Object location annotation data:
===============
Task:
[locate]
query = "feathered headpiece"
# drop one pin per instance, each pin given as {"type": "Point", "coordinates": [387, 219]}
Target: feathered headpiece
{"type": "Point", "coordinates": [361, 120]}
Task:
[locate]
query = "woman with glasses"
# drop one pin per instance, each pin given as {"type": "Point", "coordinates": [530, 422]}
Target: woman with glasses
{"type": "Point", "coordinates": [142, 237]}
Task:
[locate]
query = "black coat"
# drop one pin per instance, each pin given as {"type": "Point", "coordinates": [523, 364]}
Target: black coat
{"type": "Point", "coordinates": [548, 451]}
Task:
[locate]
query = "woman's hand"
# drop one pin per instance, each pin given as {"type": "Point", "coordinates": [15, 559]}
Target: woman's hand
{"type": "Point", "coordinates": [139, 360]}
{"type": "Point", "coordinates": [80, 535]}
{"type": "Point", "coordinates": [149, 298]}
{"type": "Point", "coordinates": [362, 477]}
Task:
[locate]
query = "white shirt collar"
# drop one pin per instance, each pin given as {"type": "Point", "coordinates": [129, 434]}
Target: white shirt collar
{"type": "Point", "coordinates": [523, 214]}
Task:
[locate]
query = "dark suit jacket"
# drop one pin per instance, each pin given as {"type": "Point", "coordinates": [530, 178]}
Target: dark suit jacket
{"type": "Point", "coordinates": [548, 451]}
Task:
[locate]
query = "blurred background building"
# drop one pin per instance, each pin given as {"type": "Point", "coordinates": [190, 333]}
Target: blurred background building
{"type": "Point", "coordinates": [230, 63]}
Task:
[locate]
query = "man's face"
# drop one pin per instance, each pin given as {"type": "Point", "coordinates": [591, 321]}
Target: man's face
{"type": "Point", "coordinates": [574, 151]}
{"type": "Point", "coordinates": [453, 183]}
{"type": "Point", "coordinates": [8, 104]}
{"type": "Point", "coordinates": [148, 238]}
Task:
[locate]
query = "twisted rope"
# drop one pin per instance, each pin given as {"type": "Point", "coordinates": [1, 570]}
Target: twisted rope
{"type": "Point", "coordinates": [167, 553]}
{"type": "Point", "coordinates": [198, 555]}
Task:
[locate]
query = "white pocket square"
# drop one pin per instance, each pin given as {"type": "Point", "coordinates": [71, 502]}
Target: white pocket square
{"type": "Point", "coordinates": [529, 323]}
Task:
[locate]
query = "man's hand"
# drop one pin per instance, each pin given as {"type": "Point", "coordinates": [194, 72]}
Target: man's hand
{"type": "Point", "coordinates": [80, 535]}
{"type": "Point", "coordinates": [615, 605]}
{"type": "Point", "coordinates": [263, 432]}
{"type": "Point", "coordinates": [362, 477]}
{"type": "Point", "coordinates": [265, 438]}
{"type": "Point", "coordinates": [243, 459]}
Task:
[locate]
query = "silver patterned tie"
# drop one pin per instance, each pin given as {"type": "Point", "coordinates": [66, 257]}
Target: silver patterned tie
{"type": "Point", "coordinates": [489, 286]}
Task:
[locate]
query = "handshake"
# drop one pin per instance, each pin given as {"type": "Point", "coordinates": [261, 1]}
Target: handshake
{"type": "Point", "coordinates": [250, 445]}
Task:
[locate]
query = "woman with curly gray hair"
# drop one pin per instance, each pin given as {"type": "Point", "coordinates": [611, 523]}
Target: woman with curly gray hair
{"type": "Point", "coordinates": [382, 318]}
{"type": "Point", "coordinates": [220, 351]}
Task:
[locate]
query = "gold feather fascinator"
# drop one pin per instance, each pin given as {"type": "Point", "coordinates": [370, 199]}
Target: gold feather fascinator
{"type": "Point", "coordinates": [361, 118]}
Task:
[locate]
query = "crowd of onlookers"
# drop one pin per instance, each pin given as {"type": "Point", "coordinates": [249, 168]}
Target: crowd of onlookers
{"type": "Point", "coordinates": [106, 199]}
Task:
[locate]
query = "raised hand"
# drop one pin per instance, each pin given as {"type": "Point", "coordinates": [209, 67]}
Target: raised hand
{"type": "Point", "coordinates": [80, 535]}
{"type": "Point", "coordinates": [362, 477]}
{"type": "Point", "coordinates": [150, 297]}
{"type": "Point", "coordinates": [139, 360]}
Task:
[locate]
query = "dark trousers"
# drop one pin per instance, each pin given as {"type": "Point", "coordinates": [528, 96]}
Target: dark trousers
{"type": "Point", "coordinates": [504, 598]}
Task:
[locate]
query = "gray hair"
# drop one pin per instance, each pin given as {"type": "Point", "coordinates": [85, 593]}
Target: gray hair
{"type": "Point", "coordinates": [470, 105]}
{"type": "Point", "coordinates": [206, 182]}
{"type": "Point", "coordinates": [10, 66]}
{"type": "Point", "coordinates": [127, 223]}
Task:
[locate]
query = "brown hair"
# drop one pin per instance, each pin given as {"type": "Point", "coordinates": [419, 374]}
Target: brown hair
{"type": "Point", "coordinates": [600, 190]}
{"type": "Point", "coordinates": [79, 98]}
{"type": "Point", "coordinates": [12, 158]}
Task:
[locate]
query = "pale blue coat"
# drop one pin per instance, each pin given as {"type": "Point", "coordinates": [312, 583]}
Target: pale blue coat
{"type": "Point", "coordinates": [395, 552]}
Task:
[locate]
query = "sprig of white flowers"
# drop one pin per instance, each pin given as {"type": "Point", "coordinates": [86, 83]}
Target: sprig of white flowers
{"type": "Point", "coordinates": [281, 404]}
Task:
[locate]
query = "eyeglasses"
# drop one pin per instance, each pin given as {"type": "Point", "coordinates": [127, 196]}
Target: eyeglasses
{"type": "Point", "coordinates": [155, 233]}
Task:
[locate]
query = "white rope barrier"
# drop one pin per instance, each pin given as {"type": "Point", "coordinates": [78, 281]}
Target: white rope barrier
===============
To do >> Please output every record, keeping each line exact.

Result for this task >>
Task:
[locate]
query = "feathered headpiece"
# drop one pin per instance, each pin given as {"type": "Point", "coordinates": [387, 219]}
Target: feathered headpiece
{"type": "Point", "coordinates": [361, 120]}
Task:
[locate]
query = "woman with glasses"
# drop one pin per instance, each pin given as {"type": "Point", "coordinates": [530, 422]}
Target: woman with glasses
{"type": "Point", "coordinates": [142, 237]}
Task:
[locate]
query = "black coat"
# drop one pin per instance, each pin given as {"type": "Point", "coordinates": [523, 364]}
Target: black coat
{"type": "Point", "coordinates": [548, 451]}
Task:
[locate]
query = "woman's hand"
# drop one pin per instance, each pin given as {"type": "Point", "coordinates": [15, 559]}
Target: woman's hand
{"type": "Point", "coordinates": [139, 360]}
{"type": "Point", "coordinates": [80, 535]}
{"type": "Point", "coordinates": [149, 298]}
{"type": "Point", "coordinates": [362, 477]}
Task:
[locate]
query = "white shirt collar"
# drop one pin per instance, each pin given as {"type": "Point", "coordinates": [129, 434]}
Target: white shirt collar
{"type": "Point", "coordinates": [523, 214]}
Task:
[locate]
query = "dark suit jacket"
# drop one pin per instance, each pin given as {"type": "Point", "coordinates": [530, 178]}
Target: dark suit jacket
{"type": "Point", "coordinates": [548, 451]}
Task:
[locate]
query = "blurred background building"
# drop one pin per instance, each pin given as {"type": "Point", "coordinates": [190, 333]}
Target: blurred background building
{"type": "Point", "coordinates": [230, 63]}
Task:
[locate]
query = "man's face"
# drop one pin per instance, each pin given as {"type": "Point", "coordinates": [591, 321]}
Target: man's face
{"type": "Point", "coordinates": [574, 151]}
{"type": "Point", "coordinates": [453, 183]}
{"type": "Point", "coordinates": [8, 104]}
{"type": "Point", "coordinates": [148, 238]}
Task:
[locate]
query = "twisted rope"
# drop one pin per instance, each pin given as {"type": "Point", "coordinates": [1, 570]}
Target: twisted rope
{"type": "Point", "coordinates": [167, 553]}
{"type": "Point", "coordinates": [198, 555]}
Task:
[locate]
query = "white pocket square"
# drop one pin per instance, each pin given as {"type": "Point", "coordinates": [71, 502]}
Target: white pocket square
{"type": "Point", "coordinates": [529, 323]}
Task:
[locate]
query = "man's hand"
# drop one pin per instance, each pin given as {"type": "Point", "coordinates": [194, 72]}
Target: man's hand
{"type": "Point", "coordinates": [80, 535]}
{"type": "Point", "coordinates": [615, 605]}
{"type": "Point", "coordinates": [263, 432]}
{"type": "Point", "coordinates": [362, 477]}
{"type": "Point", "coordinates": [265, 438]}
{"type": "Point", "coordinates": [243, 459]}
Task:
[locate]
query = "silver patterned tie"
# drop one pin per instance, each pin given as {"type": "Point", "coordinates": [66, 257]}
Target: silver patterned tie
{"type": "Point", "coordinates": [489, 286]}
Task:
[locate]
query = "handshake"
# drop one pin per instance, each pin given as {"type": "Point", "coordinates": [261, 1]}
Target: handshake
{"type": "Point", "coordinates": [250, 445]}
Task:
[locate]
query = "woman with curly gray hair"
# drop one pin per instance, each pin given as {"type": "Point", "coordinates": [611, 523]}
Target: woman with curly gray hair
{"type": "Point", "coordinates": [382, 318]}
{"type": "Point", "coordinates": [220, 351]}
Task:
[locate]
query = "gold feather fascinator"
# drop one pin per instance, each pin given as {"type": "Point", "coordinates": [370, 199]}
Target: gold feather fascinator
{"type": "Point", "coordinates": [361, 118]}
Task:
[locate]
query = "crowd of onlookers"
# drop one pin per instance, each pin given as {"type": "Point", "coordinates": [249, 168]}
Target: crowd of onlookers
{"type": "Point", "coordinates": [106, 199]}
Task:
[locate]
query = "raised hand"
# drop one pin per instance, each pin given as {"type": "Point", "coordinates": [209, 67]}
Target: raised hand
{"type": "Point", "coordinates": [80, 535]}
{"type": "Point", "coordinates": [362, 477]}
{"type": "Point", "coordinates": [150, 297]}
{"type": "Point", "coordinates": [139, 360]}
Task:
[locate]
query = "dark trousers"
# drop one pin per instance, each pin given as {"type": "Point", "coordinates": [528, 96]}
Target: dark trousers
{"type": "Point", "coordinates": [504, 598]}
Task:
[locate]
query = "gray hair"
# drop one pin per instance, each pin given as {"type": "Point", "coordinates": [85, 593]}
Target: gray hair
{"type": "Point", "coordinates": [470, 105]}
{"type": "Point", "coordinates": [206, 182]}
{"type": "Point", "coordinates": [10, 66]}
{"type": "Point", "coordinates": [127, 223]}
Task:
[locate]
query = "brown hair"
# drop one pin per instance, each pin given as {"type": "Point", "coordinates": [419, 374]}
Target: brown hair
{"type": "Point", "coordinates": [600, 190]}
{"type": "Point", "coordinates": [79, 98]}
{"type": "Point", "coordinates": [12, 158]}
Task:
[locate]
query = "pale blue coat"
# drop one pin per instance, each pin given as {"type": "Point", "coordinates": [312, 583]}
Target: pale blue coat
{"type": "Point", "coordinates": [395, 552]}
Task:
[locate]
query = "sprig of white flowers"
# drop one pin per instance, each pin given as {"type": "Point", "coordinates": [86, 83]}
Target: sprig of white flowers
{"type": "Point", "coordinates": [281, 404]}
Task:
[locate]
query = "eyeglasses"
# drop one pin per instance, each pin given as {"type": "Point", "coordinates": [127, 196]}
Target: eyeglasses
{"type": "Point", "coordinates": [155, 233]}
Task:
[locate]
query = "white rope barrier"
# drop one pin per instance, each pin given as {"type": "Point", "coordinates": [78, 281]}
Target: white rope barrier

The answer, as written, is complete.